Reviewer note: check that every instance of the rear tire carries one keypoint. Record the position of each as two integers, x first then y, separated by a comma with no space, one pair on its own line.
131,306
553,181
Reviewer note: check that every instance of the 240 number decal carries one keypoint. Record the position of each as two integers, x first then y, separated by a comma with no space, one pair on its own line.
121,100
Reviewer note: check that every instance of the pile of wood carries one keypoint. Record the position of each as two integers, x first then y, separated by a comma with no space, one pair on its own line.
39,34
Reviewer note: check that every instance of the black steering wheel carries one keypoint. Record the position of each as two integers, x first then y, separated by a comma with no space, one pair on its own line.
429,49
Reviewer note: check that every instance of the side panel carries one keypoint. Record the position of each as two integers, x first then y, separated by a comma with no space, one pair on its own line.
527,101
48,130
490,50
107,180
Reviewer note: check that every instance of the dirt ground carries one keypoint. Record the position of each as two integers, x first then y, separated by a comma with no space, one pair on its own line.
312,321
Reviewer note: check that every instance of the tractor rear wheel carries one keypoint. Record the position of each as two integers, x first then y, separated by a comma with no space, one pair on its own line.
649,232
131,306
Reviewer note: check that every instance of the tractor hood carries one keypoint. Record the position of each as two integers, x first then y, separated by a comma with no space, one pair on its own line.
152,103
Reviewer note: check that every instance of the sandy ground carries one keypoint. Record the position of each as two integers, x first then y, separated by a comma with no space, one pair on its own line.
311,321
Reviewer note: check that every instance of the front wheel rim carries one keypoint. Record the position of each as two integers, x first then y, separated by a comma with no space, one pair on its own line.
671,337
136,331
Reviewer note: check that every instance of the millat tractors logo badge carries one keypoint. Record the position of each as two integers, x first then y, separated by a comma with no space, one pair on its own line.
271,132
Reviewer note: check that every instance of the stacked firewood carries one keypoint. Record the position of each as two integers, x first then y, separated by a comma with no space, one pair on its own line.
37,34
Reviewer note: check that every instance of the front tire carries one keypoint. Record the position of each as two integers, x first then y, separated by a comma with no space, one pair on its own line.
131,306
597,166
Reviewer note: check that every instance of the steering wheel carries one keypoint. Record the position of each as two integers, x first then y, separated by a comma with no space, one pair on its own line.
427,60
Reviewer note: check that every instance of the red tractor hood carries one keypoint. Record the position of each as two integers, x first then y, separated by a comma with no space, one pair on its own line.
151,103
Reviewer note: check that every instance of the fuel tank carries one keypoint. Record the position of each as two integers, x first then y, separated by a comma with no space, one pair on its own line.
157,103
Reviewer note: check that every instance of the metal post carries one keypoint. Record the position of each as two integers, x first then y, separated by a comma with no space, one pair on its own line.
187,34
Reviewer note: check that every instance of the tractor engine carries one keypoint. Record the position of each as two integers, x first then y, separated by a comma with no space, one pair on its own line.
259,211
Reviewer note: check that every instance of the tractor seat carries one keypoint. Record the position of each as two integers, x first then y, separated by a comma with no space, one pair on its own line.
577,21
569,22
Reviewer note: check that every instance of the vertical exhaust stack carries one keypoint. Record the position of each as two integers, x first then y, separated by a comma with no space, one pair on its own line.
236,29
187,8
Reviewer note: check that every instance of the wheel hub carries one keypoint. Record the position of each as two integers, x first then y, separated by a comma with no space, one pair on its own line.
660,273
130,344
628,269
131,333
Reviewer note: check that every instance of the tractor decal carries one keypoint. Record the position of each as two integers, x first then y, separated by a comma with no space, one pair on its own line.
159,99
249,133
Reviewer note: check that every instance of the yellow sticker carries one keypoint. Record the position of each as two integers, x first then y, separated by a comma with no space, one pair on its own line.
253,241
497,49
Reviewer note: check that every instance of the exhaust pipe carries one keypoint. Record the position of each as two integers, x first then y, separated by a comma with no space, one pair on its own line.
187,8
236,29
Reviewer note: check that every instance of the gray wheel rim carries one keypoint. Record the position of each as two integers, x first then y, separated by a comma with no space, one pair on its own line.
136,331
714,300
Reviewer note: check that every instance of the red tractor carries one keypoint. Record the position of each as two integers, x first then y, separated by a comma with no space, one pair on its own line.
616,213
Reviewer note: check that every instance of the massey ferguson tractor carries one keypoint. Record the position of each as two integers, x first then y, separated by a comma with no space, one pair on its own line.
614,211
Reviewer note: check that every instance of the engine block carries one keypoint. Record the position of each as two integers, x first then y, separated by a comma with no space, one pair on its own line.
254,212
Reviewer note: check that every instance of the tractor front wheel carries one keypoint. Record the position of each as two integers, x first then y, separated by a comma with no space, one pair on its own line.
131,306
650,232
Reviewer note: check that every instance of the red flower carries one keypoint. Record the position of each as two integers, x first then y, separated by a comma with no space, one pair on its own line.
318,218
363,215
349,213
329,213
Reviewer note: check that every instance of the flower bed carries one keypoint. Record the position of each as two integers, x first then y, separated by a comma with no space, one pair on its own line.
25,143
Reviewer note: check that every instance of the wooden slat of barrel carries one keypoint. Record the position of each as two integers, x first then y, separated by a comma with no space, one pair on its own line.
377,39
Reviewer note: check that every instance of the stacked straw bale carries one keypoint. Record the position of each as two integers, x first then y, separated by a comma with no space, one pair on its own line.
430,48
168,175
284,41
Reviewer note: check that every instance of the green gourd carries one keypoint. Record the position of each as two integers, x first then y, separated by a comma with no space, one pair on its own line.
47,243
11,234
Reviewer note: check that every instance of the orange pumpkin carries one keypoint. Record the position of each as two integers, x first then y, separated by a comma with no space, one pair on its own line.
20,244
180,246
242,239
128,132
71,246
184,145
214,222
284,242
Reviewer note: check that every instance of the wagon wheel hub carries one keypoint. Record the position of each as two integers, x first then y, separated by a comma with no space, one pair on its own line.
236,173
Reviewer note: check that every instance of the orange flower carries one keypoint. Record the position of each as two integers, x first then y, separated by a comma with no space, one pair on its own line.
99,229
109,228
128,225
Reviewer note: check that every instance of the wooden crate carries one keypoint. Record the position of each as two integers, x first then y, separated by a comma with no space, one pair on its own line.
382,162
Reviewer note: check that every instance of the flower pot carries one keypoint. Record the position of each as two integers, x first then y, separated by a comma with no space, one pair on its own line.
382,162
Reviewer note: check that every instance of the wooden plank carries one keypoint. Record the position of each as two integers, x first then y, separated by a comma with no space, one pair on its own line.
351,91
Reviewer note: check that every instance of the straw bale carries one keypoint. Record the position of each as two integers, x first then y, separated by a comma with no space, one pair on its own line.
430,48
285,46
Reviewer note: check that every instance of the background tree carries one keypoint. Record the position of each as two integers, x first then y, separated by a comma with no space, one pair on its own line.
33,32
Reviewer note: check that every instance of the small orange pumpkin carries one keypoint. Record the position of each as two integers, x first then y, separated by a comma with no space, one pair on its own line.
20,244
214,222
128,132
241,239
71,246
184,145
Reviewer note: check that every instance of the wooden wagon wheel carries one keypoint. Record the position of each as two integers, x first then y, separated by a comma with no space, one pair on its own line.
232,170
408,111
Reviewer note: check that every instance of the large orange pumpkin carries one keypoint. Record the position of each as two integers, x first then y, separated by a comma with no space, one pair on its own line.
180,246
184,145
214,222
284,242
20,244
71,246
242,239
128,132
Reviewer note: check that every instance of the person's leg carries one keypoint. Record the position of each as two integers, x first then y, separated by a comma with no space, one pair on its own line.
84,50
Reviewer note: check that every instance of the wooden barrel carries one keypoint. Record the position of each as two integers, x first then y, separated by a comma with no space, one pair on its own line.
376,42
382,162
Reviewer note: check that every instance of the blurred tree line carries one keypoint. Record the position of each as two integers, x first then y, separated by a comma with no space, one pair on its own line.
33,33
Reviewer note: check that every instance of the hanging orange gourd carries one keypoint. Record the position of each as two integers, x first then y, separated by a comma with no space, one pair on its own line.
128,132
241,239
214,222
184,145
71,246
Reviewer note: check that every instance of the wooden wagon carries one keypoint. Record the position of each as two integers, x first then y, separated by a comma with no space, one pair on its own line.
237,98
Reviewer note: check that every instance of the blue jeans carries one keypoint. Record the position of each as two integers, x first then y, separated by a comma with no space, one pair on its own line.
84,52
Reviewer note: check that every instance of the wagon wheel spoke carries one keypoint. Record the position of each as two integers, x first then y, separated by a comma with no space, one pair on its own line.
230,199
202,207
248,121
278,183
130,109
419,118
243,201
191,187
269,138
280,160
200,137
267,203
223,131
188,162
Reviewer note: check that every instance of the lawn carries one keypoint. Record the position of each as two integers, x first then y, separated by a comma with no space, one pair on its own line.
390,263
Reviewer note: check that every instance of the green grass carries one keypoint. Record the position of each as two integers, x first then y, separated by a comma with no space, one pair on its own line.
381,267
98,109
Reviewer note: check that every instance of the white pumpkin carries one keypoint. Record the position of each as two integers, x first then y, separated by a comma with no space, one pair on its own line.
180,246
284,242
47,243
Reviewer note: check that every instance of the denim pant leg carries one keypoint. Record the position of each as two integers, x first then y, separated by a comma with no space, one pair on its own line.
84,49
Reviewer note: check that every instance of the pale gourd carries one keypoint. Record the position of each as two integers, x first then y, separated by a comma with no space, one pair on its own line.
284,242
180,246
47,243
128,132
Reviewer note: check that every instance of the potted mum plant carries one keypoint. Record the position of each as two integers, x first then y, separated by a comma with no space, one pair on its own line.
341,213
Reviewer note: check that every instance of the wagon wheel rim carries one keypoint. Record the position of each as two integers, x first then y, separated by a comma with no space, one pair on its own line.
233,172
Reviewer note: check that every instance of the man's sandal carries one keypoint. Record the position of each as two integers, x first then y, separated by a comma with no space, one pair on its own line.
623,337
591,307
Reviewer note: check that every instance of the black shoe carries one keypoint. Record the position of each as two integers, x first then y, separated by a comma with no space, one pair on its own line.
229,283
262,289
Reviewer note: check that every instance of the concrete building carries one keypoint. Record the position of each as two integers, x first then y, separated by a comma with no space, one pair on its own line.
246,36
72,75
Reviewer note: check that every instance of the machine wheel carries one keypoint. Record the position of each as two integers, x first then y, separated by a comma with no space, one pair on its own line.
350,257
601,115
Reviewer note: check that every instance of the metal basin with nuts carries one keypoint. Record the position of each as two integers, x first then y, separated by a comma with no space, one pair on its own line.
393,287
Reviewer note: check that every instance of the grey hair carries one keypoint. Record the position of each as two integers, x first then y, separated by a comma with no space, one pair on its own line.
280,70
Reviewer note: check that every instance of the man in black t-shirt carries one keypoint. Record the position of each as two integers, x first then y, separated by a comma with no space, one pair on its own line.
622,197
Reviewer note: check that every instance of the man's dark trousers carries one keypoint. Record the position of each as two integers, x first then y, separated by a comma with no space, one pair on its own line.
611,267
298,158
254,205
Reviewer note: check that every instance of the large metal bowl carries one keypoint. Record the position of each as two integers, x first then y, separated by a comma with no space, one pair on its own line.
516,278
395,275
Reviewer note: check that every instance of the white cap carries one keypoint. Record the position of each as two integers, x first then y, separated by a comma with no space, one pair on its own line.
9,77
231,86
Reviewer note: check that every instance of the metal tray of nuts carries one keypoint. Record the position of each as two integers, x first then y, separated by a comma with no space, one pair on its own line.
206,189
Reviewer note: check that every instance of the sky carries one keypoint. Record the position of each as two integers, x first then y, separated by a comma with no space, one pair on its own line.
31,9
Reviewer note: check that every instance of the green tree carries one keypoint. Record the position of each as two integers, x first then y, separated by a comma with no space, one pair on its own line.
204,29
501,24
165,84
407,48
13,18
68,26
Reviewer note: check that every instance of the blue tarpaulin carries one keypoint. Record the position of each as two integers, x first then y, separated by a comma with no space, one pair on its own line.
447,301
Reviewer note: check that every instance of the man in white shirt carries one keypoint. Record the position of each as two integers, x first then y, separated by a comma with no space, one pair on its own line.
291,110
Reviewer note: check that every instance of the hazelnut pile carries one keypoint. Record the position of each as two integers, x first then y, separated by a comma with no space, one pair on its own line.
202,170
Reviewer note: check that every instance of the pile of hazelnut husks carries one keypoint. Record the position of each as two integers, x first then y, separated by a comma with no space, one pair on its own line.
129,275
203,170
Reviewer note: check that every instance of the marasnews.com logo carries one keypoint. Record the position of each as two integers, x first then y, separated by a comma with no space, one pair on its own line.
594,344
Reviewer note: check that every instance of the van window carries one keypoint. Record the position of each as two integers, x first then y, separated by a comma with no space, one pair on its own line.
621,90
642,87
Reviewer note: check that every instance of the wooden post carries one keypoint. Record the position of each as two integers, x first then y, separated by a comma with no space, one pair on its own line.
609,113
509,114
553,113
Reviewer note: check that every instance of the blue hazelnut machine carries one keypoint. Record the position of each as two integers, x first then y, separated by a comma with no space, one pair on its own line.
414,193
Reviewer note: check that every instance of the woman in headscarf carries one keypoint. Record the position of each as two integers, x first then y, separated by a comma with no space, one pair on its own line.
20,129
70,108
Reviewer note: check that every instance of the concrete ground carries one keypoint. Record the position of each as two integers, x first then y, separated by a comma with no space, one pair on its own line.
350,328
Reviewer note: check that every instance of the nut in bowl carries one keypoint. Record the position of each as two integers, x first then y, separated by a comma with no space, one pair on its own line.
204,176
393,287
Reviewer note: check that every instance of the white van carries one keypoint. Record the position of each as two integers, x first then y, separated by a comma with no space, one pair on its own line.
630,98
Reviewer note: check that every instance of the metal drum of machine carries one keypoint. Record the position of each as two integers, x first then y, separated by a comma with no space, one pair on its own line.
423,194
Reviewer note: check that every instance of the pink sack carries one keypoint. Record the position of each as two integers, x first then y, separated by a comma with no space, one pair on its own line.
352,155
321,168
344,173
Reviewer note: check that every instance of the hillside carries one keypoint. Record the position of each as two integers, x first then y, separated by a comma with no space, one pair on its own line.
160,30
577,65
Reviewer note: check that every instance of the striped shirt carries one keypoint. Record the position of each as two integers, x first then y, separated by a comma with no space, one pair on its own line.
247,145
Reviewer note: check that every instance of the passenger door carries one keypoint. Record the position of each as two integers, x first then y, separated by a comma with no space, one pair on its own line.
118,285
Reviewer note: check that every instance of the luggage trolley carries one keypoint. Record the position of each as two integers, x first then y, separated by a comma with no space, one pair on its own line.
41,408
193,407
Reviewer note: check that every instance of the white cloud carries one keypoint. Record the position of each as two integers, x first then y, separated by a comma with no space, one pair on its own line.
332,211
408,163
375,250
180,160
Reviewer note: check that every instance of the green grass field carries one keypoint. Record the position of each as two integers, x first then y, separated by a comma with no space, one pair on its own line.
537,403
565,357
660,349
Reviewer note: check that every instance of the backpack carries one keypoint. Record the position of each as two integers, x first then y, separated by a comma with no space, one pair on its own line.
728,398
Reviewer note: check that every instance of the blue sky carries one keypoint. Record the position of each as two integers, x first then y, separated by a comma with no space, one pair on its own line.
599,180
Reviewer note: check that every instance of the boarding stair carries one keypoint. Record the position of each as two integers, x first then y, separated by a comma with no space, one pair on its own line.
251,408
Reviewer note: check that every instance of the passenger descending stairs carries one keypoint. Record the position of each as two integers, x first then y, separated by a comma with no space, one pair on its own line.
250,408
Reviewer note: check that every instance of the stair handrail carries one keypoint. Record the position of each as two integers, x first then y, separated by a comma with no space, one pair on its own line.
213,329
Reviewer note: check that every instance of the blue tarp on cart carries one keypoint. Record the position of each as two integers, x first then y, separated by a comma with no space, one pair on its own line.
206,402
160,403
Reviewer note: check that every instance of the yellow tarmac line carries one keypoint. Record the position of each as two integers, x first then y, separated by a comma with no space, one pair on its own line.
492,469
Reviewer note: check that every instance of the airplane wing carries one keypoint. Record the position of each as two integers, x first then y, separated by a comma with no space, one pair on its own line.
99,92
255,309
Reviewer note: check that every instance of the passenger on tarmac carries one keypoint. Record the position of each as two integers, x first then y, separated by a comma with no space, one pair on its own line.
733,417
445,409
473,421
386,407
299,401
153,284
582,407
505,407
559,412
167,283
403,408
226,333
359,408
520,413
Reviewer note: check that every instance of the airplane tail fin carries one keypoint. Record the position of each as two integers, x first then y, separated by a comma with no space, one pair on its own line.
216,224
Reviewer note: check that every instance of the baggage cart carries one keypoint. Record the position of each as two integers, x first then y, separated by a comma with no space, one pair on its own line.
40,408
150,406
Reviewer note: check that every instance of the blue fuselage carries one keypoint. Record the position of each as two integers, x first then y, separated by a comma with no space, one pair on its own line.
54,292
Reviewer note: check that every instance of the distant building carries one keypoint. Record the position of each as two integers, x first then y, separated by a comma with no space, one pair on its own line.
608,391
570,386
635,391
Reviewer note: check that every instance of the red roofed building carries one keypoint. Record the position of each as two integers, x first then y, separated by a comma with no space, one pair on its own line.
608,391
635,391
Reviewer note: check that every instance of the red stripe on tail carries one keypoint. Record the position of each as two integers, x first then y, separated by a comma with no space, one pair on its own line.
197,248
^^^^^^^^^^^^^^^^
Direction ▸
Find the line that contains "Reviewer note: check that every instance of the passenger on". Repeat it and every line after it, exactly as written, up to and including the last line of the records above.

Result ▸
Reviewer note: check that every instance of the passenger on tarmac carries one keypoint. Record the position of each as two integers, x first then y, separated by a comma with no space, one pair on its own line.
733,417
445,409
473,421
386,407
299,401
153,284
582,407
505,407
559,412
167,283
403,408
226,333
359,408
520,413
Reviewer note: check that every instance of the airplane tail fin carries one keypoint. Record the position of each as two integers, x first then y, separated by a comma with no space, one pair on its own line.
216,224
Reviewer note: check that every instance of the baggage cart carries one keypoint. Record the position of each as two integers, x first then y, separated by a comma with no space, one pair on its own line.
40,408
150,406
Reviewer note: check that every instance of the blue fuselage carries one keypoint. Record the position of each as two integers, x first then y, separated by a comma with no space, one pair on its own line.
54,292
Reviewer note: check that every instance of the distant building carries one keypoint. Record the position of each as two integers, x first then y, separated by a comma with no space, one pair on its own line.
608,391
570,386
635,391
Reviewer note: check that every instance of the red roofed building carries one keypoint. Record the position of each as two integers, x first then y, separated by a comma with no space, one pair on its own line.
608,391
635,391
Reviewer note: check that every instance of the red stripe on tail carries one keypoint. Record the position of each as two integers, x first then y, separated by a comma with no space, one pair on its own line.
197,248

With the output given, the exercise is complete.